* Work item *
Give back only the line containing "Target: grass field" and every line after it through the end of the data below, transcribed exactly.

[[ Data for processing open ]]

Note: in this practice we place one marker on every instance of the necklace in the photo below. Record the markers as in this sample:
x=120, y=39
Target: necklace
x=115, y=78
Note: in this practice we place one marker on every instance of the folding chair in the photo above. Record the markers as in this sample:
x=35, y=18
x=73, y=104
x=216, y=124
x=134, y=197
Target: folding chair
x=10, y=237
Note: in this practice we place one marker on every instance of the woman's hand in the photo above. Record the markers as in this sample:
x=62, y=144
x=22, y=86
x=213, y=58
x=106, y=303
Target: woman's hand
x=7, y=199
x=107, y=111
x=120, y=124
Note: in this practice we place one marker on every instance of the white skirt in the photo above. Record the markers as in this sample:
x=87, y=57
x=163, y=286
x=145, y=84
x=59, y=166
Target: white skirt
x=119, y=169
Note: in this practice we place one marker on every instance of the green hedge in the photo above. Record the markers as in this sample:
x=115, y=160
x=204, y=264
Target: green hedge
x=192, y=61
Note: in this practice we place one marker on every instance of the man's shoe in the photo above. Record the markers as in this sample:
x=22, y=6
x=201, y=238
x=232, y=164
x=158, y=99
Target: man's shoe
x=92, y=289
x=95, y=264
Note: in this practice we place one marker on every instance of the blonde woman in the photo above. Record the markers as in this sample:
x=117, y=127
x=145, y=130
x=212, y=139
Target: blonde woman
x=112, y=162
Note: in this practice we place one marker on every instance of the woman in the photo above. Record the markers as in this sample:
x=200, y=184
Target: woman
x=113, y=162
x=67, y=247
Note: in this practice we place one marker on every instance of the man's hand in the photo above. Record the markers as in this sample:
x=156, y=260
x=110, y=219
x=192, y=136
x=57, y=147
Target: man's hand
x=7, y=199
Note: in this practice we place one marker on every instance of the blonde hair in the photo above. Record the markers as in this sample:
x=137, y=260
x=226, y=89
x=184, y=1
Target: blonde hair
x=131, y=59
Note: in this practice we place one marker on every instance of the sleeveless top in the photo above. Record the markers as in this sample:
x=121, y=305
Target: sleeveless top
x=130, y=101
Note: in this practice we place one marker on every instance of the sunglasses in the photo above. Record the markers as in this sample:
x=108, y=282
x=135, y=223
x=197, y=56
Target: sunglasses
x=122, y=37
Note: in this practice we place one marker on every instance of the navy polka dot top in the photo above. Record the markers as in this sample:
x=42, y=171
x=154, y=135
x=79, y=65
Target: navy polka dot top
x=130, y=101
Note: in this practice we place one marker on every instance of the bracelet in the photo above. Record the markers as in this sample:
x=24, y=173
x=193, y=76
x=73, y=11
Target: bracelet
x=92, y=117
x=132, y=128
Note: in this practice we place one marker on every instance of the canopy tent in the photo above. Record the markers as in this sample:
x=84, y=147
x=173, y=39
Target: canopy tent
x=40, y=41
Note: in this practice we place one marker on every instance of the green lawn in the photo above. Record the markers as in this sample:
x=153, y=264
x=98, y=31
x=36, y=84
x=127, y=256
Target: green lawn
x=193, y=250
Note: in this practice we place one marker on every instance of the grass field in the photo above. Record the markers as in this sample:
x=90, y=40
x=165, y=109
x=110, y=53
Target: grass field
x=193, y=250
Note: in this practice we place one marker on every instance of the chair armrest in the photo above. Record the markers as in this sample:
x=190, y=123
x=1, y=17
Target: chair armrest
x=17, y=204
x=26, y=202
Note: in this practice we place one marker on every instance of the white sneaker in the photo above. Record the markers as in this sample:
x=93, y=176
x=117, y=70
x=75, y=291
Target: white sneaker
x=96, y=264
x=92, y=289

[[ Data for processing closed ]]

* Response to this exercise *
Target: grass field
x=193, y=250
Note: in this practice we place one marker on every instance of the chair armrest in the photo above. Record the markers as in this sample:
x=190, y=123
x=1, y=17
Target: chair armrest
x=17, y=204
x=26, y=202
Note: in this practice we place one marker on every instance of the white sneaker in the photo above. Record the markers as in this sample:
x=93, y=176
x=117, y=70
x=75, y=291
Target: white sneaker
x=96, y=264
x=92, y=289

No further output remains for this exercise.